╭──
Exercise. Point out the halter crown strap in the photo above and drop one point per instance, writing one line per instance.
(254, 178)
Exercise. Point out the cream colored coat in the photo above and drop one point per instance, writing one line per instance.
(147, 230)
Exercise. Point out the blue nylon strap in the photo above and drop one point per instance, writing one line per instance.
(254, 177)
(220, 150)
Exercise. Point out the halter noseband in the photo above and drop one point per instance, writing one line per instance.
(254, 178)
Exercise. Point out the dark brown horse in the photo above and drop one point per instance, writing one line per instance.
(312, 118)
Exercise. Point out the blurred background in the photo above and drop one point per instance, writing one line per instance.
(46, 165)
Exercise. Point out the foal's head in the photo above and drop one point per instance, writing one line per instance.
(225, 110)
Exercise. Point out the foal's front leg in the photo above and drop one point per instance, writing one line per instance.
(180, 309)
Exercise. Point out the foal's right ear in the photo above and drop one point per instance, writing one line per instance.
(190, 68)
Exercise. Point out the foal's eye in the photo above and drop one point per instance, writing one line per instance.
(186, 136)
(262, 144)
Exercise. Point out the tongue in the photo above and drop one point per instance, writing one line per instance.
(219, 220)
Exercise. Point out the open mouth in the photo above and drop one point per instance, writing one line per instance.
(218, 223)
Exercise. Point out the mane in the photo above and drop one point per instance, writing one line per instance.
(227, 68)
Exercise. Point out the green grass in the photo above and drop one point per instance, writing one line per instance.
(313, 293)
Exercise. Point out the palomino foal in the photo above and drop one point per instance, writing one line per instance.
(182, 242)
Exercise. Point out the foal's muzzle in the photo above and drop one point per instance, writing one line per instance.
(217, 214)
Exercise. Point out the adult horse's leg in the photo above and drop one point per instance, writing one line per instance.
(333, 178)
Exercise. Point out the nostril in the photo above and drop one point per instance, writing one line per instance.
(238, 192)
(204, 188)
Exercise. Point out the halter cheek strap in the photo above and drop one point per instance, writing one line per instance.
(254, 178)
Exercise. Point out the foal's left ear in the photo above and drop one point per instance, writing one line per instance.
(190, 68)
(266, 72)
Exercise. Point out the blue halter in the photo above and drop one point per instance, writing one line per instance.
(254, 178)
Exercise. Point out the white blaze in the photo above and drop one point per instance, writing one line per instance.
╰──
What to do - When you output the entries, keep every line exactly as it appears above.

Solution -
Exercise. Point out the halter crown strap in the photo above and drop one point per instance, writing one line per instance.
(254, 178)
Exercise. Point out the cream colored coat in the photo above and drop one point per instance, writing one line per instance.
(147, 230)
Exercise. Point out the blue nylon strap in the photo above and drop one point per instance, writing one line per instance.
(254, 177)
(220, 150)
Exercise. Point out the halter noseband in the photo above and drop one point per instance, writing one line per instance.
(254, 178)
Exercise. Point out the dark brown horse in the photo above and drop one point per instance, writing one line per instance.
(312, 118)
Exercise. Point out the blurred background in the photo above and drop one point per instance, writing one line per instance.
(46, 165)
Exercise. Point out the foal's head in the photo above and drop one point per instance, writing one line per instance.
(225, 110)
Exercise. Point out the foal's front leg in the photo above and drop one point per instance, writing one line per instance.
(180, 309)
Exercise. Point out the foal's right ear in the photo above and drop one point per instance, writing one line per instance.
(190, 68)
Exercise. Point out the foal's eye in the photo above and drop one point per instance, writing one line per instance.
(186, 136)
(262, 144)
Exercise. Point out the tongue in the photo above and drop one point per instance, writing one line per instance.
(219, 220)
Exercise. Point out the open mouth in the photo above and drop one point per instance, writing one line per instance.
(218, 223)
Exercise. Point out the mane in the photo above and drop one point per instance, writing one line per instance.
(227, 68)
Exercise. Point out the green grass in the photo above and drop one point per instance, writing one line per instance.
(313, 293)
Exercise. Point out the palomino foal in the photo above and drop one point per instance, writing one line per instance.
(182, 242)
Exercise. Point out the foal's muzzle in the photo above and drop one point per instance, writing one line per instance.
(217, 214)
Exercise. Point out the adult horse's leg in the photo above and drop one point per instance, writing one line per instance.
(333, 178)
Exercise. Point out the nostril in the photo above and drop one point per instance, writing one line per instance.
(238, 192)
(204, 188)
Exercise. Point out the halter cheek strap in the photo above and drop one point per instance, writing one line per instance.
(254, 178)
Exercise. Point out the foal's left ear in the photo above and drop one point per instance, writing one line per instance.
(190, 68)
(266, 72)
Exercise. Point out the blue halter in the photo above and drop one point per instance, writing one line per instance.
(254, 178)
Exercise. Point out the white blaze in the photo above and drop one point per instance, writing one line per instance.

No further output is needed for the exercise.